* Work order
Repeat the listing below exactly as given.

• • • • •

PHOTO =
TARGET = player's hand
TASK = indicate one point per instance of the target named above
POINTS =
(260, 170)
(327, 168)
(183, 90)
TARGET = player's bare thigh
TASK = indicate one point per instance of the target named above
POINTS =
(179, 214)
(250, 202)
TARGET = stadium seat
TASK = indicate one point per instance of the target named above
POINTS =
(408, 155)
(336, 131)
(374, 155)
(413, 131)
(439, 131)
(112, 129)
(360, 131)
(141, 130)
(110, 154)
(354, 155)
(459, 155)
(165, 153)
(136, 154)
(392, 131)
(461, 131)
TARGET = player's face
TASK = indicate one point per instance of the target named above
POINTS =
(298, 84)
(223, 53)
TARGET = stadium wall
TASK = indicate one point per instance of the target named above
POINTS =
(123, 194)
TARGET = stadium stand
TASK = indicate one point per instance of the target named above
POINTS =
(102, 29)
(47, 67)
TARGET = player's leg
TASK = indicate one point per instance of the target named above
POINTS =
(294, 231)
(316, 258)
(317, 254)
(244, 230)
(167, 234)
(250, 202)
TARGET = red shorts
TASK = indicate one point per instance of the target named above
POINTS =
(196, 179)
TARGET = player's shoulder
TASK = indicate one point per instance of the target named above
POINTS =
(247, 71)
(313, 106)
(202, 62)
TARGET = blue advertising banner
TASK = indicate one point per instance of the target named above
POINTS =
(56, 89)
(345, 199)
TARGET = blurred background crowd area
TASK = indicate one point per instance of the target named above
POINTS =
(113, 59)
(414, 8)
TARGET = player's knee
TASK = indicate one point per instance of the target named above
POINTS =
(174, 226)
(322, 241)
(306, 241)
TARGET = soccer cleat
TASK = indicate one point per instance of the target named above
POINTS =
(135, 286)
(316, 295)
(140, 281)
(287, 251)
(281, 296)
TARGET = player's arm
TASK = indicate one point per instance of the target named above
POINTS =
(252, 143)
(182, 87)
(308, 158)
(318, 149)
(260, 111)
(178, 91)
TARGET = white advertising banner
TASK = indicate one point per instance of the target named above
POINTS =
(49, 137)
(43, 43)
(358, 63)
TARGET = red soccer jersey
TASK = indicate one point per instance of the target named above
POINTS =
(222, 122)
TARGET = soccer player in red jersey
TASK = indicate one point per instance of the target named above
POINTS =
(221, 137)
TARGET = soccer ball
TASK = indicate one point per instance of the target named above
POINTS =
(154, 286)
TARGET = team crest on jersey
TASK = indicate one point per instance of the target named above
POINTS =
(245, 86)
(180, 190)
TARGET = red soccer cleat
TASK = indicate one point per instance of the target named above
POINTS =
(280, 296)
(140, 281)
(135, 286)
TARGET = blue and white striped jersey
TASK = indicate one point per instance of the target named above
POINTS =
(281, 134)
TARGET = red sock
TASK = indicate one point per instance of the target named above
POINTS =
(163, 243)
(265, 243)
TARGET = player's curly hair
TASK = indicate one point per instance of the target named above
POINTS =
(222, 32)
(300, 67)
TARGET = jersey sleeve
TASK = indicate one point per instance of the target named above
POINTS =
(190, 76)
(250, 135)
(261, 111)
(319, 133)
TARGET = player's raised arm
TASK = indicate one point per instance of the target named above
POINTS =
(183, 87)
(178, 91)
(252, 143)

• • • • •

* Your solution
PHOTO =
TARGET = player's hand
TASK = indicate one point per instance of the target named above
POINTS =
(260, 170)
(327, 168)
(183, 90)
TARGET = player's bare thigh
TASK = indicate one point per instance of the target named above
POINTS =
(179, 214)
(250, 202)
TARGET = stadium seat
TASK = indicate one point per instance of the target named above
POINTS =
(408, 155)
(336, 131)
(374, 155)
(413, 131)
(439, 131)
(112, 129)
(360, 131)
(141, 130)
(110, 154)
(354, 155)
(459, 155)
(165, 153)
(136, 154)
(392, 131)
(461, 131)
TARGET = player's face
TASK = indicate one point per instance of the target named above
POINTS =
(298, 84)
(223, 53)
TARGET = stadium wall
TASK = indicate one point per instance of the target named above
POINTS =
(123, 194)
TARGET = stadium stand
TASK = indicate one point per instance of the target named above
POINTS =
(102, 29)
(47, 67)
TARGET = player's leg
TASK = indicate one point per instance of the target named above
POINTS =
(294, 231)
(316, 258)
(317, 254)
(244, 230)
(167, 234)
(250, 202)
TARGET = red shorts
TASK = indicate one point per instance of the target named above
POINTS =
(196, 179)
TARGET = player's shoulder
TASK = indicate one point per instance of the target named above
POINTS =
(247, 71)
(313, 106)
(202, 62)
TARGET = blue advertising banner
TASK = indicate one point per instance of the target named above
POINTS =
(56, 89)
(345, 199)
TARGET = blurred background crowd area
TASK = indicate one point per instance of the target named above
POINTS =
(113, 59)
(414, 8)
TARGET = player's knee
TASK = indicate one point per instance of the target named above
POINTS =
(174, 226)
(322, 241)
(306, 241)
TARGET = soccer cleat
TASK = indicate one point per instance of the target named above
POINTS =
(135, 286)
(316, 295)
(140, 281)
(287, 251)
(281, 296)
TARGET = player's arm
TASK = indicate one point per instance of the target named above
POINTS =
(252, 143)
(182, 87)
(308, 158)
(318, 149)
(260, 111)
(178, 91)
TARGET = white advertising banner
TASK = indicate one point per instance of the target named above
POINTS =
(49, 137)
(43, 43)
(358, 63)
TARGET = red soccer jersey
TASK = indicate one point per instance of the target named above
POINTS =
(222, 122)
TARGET = soccer player in red jersey
TASK = indicate one point per instance of the target named above
POINTS =
(221, 137)
TARGET = soccer ball
TASK = indicate one point per instance of the target named above
POINTS =
(154, 286)
TARGET = team crest on jersey
TASK = indicate one point per instance of the target named above
POINTS =
(245, 86)
(180, 190)
TARGET = red soccer cleat
TASK = indicate one point per instance of the target named above
POINTS =
(280, 296)
(140, 281)
(135, 286)
TARGET = blue and white striped jersey
TASK = indicate one point per instance of the target named above
POINTS =
(281, 134)
TARGET = red sock
TASK = indicate one point per instance of the target named above
POINTS =
(163, 243)
(265, 243)
TARGET = player's curly hair
TASK = indicate one point per instance of the target named above
POINTS =
(222, 32)
(300, 67)
TARGET = jersey sleeve
TASK = indicate one point per instance of the target named above
POINTS =
(190, 76)
(250, 135)
(261, 111)
(319, 133)
TARGET = player's raised arm
TASK = indicate one point per instance of the target named above
POINTS =
(183, 87)
(178, 91)
(252, 143)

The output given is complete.